- **To do**
The records below need to be restated word for word.

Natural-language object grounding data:
.....

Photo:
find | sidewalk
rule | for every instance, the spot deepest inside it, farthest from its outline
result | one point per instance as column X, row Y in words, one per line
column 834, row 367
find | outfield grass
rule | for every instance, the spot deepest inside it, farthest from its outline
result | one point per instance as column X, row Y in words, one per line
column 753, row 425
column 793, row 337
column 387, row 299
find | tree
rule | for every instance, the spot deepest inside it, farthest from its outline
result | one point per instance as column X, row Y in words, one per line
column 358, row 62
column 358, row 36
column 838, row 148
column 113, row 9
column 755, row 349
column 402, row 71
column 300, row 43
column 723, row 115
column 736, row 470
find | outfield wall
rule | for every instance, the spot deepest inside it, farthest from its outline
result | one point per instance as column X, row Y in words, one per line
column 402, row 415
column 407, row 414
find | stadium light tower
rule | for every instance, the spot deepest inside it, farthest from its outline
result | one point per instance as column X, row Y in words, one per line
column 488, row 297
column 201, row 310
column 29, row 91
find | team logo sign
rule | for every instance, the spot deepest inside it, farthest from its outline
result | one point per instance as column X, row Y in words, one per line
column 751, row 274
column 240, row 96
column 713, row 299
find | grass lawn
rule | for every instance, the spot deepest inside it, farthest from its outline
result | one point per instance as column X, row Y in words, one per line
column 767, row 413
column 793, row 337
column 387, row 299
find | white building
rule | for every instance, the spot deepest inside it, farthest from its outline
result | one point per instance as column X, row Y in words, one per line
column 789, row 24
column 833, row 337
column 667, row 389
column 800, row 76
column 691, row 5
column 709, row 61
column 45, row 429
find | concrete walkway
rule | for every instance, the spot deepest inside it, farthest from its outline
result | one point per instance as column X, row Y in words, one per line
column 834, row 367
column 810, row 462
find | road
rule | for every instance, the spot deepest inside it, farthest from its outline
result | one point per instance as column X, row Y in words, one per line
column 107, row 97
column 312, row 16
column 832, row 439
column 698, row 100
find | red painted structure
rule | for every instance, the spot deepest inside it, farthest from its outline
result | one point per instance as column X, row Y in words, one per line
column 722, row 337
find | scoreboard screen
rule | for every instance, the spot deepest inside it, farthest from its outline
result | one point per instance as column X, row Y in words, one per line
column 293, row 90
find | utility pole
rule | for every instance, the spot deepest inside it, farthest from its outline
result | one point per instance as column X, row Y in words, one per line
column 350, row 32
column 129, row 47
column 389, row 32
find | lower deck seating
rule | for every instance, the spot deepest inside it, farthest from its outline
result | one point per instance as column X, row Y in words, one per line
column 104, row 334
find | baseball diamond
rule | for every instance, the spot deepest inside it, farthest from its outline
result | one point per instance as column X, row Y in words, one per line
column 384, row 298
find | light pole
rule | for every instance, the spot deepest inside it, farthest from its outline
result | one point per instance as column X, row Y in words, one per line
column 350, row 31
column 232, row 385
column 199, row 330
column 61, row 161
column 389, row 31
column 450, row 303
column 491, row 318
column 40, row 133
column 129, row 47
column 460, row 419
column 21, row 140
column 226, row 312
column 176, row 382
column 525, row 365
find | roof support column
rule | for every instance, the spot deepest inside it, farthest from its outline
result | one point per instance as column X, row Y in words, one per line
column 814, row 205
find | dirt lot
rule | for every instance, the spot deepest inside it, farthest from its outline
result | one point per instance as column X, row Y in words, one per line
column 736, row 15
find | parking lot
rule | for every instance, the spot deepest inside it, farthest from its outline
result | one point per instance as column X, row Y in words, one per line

.....

- **Solution for this exercise**
Photo:
find | sidewalk
rule | for every instance, the spot deepest inside it, farthest from its outline
result | one point per instance as column X, row Y in words, one per line
column 834, row 367
find | outfield grass
rule | for every instance, the spot deepest inside it, farthest from its outline
result | one point per instance as column X, row Y in words, one per line
column 753, row 425
column 793, row 337
column 387, row 299
find | tree
rule | for every instance, the spot deepest inside it, farthest from its outline
result | one point per instance as column X, row Y in words, one per line
column 358, row 62
column 358, row 36
column 838, row 148
column 113, row 9
column 755, row 349
column 402, row 71
column 300, row 43
column 723, row 115
column 736, row 470
find | outfield wall
rule | for every instance, the spot deepest inside it, farthest from its outline
result | one point per instance as column X, row Y in words, one per line
column 402, row 415
column 407, row 414
find | stadium light tower
rule | for every instance, the spot deepest inside it, farthest from its outline
result | one point per instance as column X, row Y in words, one per line
column 488, row 297
column 201, row 310
column 29, row 91
find | team logo sign
rule | for every instance, the spot deepest inside it, farthest from its outline
result | one point per instance as column X, row Y in words, one per line
column 751, row 274
column 240, row 96
column 713, row 299
find | grass lawn
rule | for every instance, the spot deepest inside it, farthest from its outline
result | one point per instance as column X, row Y in words, one per line
column 767, row 413
column 793, row 337
column 387, row 299
find | white building
rule | for every instance, the spot deepest inside it, farthest from its outline
result | one point per instance as column X, row Y in words, one per line
column 789, row 24
column 833, row 337
column 667, row 389
column 800, row 76
column 691, row 5
column 709, row 61
column 45, row 429
find | concrete walkway
rule | for every instance, the spot deepest inside it, farthest from its outline
result | one point per instance as column X, row Y in words, one per line
column 834, row 367
column 810, row 462
find | road
rule | for every instance, the spot deepest inside it, farthest from its outline
result | one point per instance as column X, row Y in words, one per line
column 107, row 97
column 312, row 16
column 832, row 439
column 698, row 100
find | red painted structure
rule | for every instance, the spot deepest inside it, farthest from its outline
result | one point per instance as column X, row Y in words, one per line
column 722, row 337
find | scoreboard screen
rule | for every instance, the spot deepest inside it, farthest from its outline
result | one point per instance as column X, row Y in words, one per line
column 293, row 90
find | utility pole
rule | for every instance, the spot deepest inside it, farthest from its outline
result | one point per instance as column X, row Y in words, one per line
column 350, row 32
column 129, row 47
column 389, row 32
find | lower deck seating
rule | for every instance, the spot deepest inside it, farthest from its outline
result | one point per instance as column X, row Y in words, one per line
column 104, row 334
find | baseball diamond
rule | for every instance, the spot deepest inside it, farthest from its outline
result | one point per instance as column X, row Y in words, one per line
column 384, row 298
find | light pole
rule | for every instance, the spot deepest inside it, farthest from its outline
result | one point per instance as column X, row Y in words, one per line
column 350, row 31
column 232, row 385
column 199, row 330
column 61, row 161
column 389, row 31
column 450, row 303
column 491, row 318
column 40, row 133
column 129, row 47
column 460, row 419
column 21, row 140
column 226, row 312
column 176, row 382
column 525, row 365
find | roof support column
rule | for every instance, the spot deepest inside it, farthest from its outline
result | one point per instance as column X, row Y in words, one per line
column 814, row 205
find | dirt lot
rule | for every instance, the spot deepest inside it, farthest from its outline
result | one point per instance as column X, row Y in words, one per line
column 736, row 15
find | parking lot
rule | for every instance, the spot deepest inside it, farthest from its outline
result | one point per instance as column X, row Y in words, one per line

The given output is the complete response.